[Text passage]
★ ★ ★ ★ ★ ★ ★
Phytoplankton, single-celled photosynthesizing organisms in the world's oceans that can store as much carbon as all the plant life on the planet combined, are under threat from rising ocean temperatures, researchers say.
The tiny organisms, which are a major bulwark against climate change and the greenhouse effect as well as anchoring the marine food chain, also face serious threats from viruses that can wipe out phytoplankton blooms so massive they can be seen from space, scientists say.
Rising ocean temperatures have resulted in a 40 percent decrease in phytoplankton population since 1950, researchers at Canada's Dalhousie University say, which translates to a 1 percent drop annually between 1899 and 2008.
"It's very disturbing to think about the potential implications of a century-long decline of the base of the food chain," says marine lead author of a study published in the journal Nature.
The temperature increases cause changes in ocean circulation, affecting the amount of nutrients available for phytoplankton growth, especially in tropical oceans that making up almost 50 percent of he world's sea surface.
Less phytoplankton available to take up carbon will have an impact on climate change, researchers who conducted another study say.
"Climate regulation will ... be affected negatively by production decrease globally," says Guillem Chust of Azti-Techanlia, a marine and food research center in Spain, "because, as there will be less phytoplankton, absorption of CO2 from the atmosphere by the oceans will be lower, as plankton is responsible for half of the planet's photosynthetic activity.
★ ★ ★ ★ ★ ★ ★
[Given data]
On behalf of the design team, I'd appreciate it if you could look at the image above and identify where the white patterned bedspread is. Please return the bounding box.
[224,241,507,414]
★ ★ ★ ★ ★ ★ ★
[Activities]
a - In the phytoplankton article, substitute "microbes" for "organisms" in the passage starting at "Phytoplankton, single-celled photosynthesizing" and ending at "space, scientists say.", and write out that passage.
b - Continue the article on declining phytoplankton from the point where it stops.

[Responses per task]
a -
Phytoplankton, single-celled photosynthesizing microbes in the world's oceans that can store as much carbon as all the plant life on the planet combined, are under threat from rising ocean temperatures, researchers say.
The tiny microbes, which are a major bulwark against climate change and the greenhouse effect as well as anchoring the marine food chain, also face serious threats from viruses that can wipe out phytoplankton blooms so massive they can be seen from space, scientists say.

b -
"This in turn will reduce the ocean's capacity to regulate the climate," Chust says.
And if rising temperatures weren't threat enough, another study has found that phytoplankton are under increasing pressure from ocean viruses.
Researchers at the Weizmann Institute of Science in Israel have combined satellite data with field observations during ocean cruises to measure viral impacts on large phytoplankton blooms.
A large bloom covering more than 600 square miles of ocean surface can be almost entirely wiped out by viruses, they found.
In terms of carbon storage, such a loss equates to cutting down a comparable swathe of the Amazon rainforest, the researchers note.
And in addition to storing CO2, phytoplankton can affect how much heat the oceans of the world can absorb.
One question researchers have been unable to answer as of yet is whether climate change itself is responsible for an increase in such ocean viruses.